ЗАДАЧА A: В каком году вышел фильм, о котором идет речь в тексте о фильме «Армавир»?
ЗАДАЧА B: Изложите списком абзац текста о фильме «Армавир», начинающийся словами «„Армавир“ окончательно закрепляет». Основные факты нужно сохранить.

ИСХОДНЫЙ ТЕКСТ:

+++++

«Армавир» Вадима Абдрашитова — И корабль не плывет
12 февраля ушел из жизни классик нашего кино Вадим Абдрашитов, чьи работы, снятые по сценариям Александра Миндадзе, запечатлели распад эпохи. Одну из них — вышедший в 1991-м «Армавир» — в среду (начало в 19:00, вход свободный) показывают в петербургском Дома кино. Публикуем статью Алексея Гусева, написанную для «Новейшей истории отечественного кино».
«Армавир» окончательно закрепляет за Вадимом Абдрашитовым и Александром Миндадзе особое место, занимаемое ими в постсоветском кинематографе: это безукоризненно авторское кино, сделанное на злободневную тематику. Ни Александр Сокуров, ни Алексей Герман, ни Кира Муратова не позволяют себе быть столь систематически актуальными. Абдрашитов же с Миндадзе тщательно отслеживают (точнее — исследуют) своими фильмами все вехи постсоветского, а позднее — российского общества. В «Плюмбуме…» — предвосхищение порождаемого новейшей эпохой юного монстра; в «Слуге» — закат партийных олигархов и краткий миг торжества их холуев, созданных по господскому образу и подобию. В 1990-е гг. появятся феномен «новых русских» («Пьеса для пассажира») и чеченский синдром («Время танцора»).

+++++

ИЗВЛЕЧЁННЫЕ ДАННЫЕ:
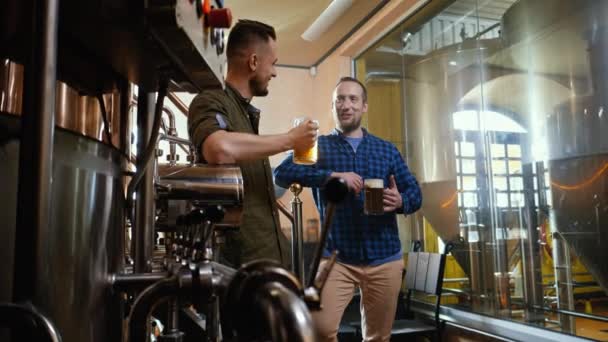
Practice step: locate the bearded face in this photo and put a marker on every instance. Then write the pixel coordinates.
(264, 69)
(348, 107)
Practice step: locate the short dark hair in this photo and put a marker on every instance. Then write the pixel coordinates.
(352, 79)
(245, 33)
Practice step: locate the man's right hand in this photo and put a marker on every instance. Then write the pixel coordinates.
(353, 180)
(304, 135)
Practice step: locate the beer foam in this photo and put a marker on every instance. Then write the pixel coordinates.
(374, 183)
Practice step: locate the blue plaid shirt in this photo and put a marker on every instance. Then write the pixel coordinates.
(359, 239)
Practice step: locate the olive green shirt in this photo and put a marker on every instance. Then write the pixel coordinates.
(259, 236)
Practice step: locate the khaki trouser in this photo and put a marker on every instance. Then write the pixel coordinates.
(379, 286)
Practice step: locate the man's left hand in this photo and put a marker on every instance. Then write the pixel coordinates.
(392, 198)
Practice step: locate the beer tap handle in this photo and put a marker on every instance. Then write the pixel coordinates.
(335, 191)
(323, 273)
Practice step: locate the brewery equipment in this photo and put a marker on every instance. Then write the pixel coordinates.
(74, 183)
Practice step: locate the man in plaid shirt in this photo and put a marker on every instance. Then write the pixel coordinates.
(369, 250)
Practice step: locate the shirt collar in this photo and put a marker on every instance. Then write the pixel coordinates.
(245, 102)
(253, 113)
(339, 134)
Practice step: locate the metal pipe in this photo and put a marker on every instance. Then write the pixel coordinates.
(135, 281)
(572, 313)
(178, 103)
(175, 139)
(287, 316)
(297, 256)
(283, 209)
(145, 302)
(172, 132)
(181, 142)
(36, 149)
(329, 213)
(18, 315)
(143, 220)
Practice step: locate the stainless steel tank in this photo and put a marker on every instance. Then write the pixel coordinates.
(202, 184)
(576, 129)
(434, 87)
(87, 215)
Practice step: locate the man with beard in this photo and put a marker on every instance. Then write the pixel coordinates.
(369, 250)
(223, 125)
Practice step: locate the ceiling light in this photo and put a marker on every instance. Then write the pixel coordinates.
(329, 16)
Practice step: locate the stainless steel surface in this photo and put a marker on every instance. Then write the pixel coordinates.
(36, 151)
(576, 127)
(287, 316)
(495, 328)
(143, 234)
(84, 242)
(205, 184)
(178, 103)
(11, 85)
(73, 111)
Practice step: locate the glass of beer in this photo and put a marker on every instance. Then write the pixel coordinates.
(305, 156)
(374, 193)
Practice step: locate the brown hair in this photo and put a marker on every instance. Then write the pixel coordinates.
(245, 33)
(354, 80)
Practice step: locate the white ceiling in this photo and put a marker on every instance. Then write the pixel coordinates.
(291, 18)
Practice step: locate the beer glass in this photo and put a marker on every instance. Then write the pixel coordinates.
(305, 156)
(374, 193)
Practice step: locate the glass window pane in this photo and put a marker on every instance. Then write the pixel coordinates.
(516, 183)
(502, 200)
(514, 151)
(497, 150)
(517, 200)
(467, 149)
(469, 183)
(468, 166)
(515, 167)
(500, 183)
(470, 199)
(499, 166)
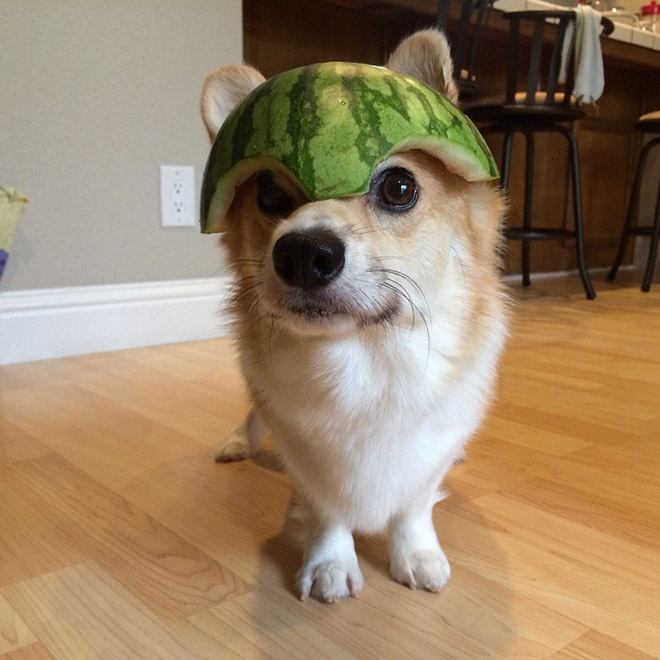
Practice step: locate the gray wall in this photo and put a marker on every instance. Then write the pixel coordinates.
(94, 96)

+++++

РЕШЕНИЕ A: В 1991 году.

РЕШЕНИЕ B:
- «Армавир» закрепляет за Абдрашитовым и Миндадзе особое место в постсоветском кино: это безукоризненно авторское кино на злободневную тематику.
- Ни Сокуров, ни Герман, ни Муратова не позволяют себе быть столь систематически актуальными.
- Абдрашитов и Миндадзе своими фильмами исследуют все вехи постсоветского, а позднее российского общества:
  - «Плюмбум…»: предвосхищение юного монстра новейшей эпохи;
  - «Слуга»: закат партийных олигархов и краткий миг торжества их холуев;
  - «Пьеса для пассажира» (1990-е): феномен «новых русских»;
  - «Время танцора» (1990-е): чеченский синдром.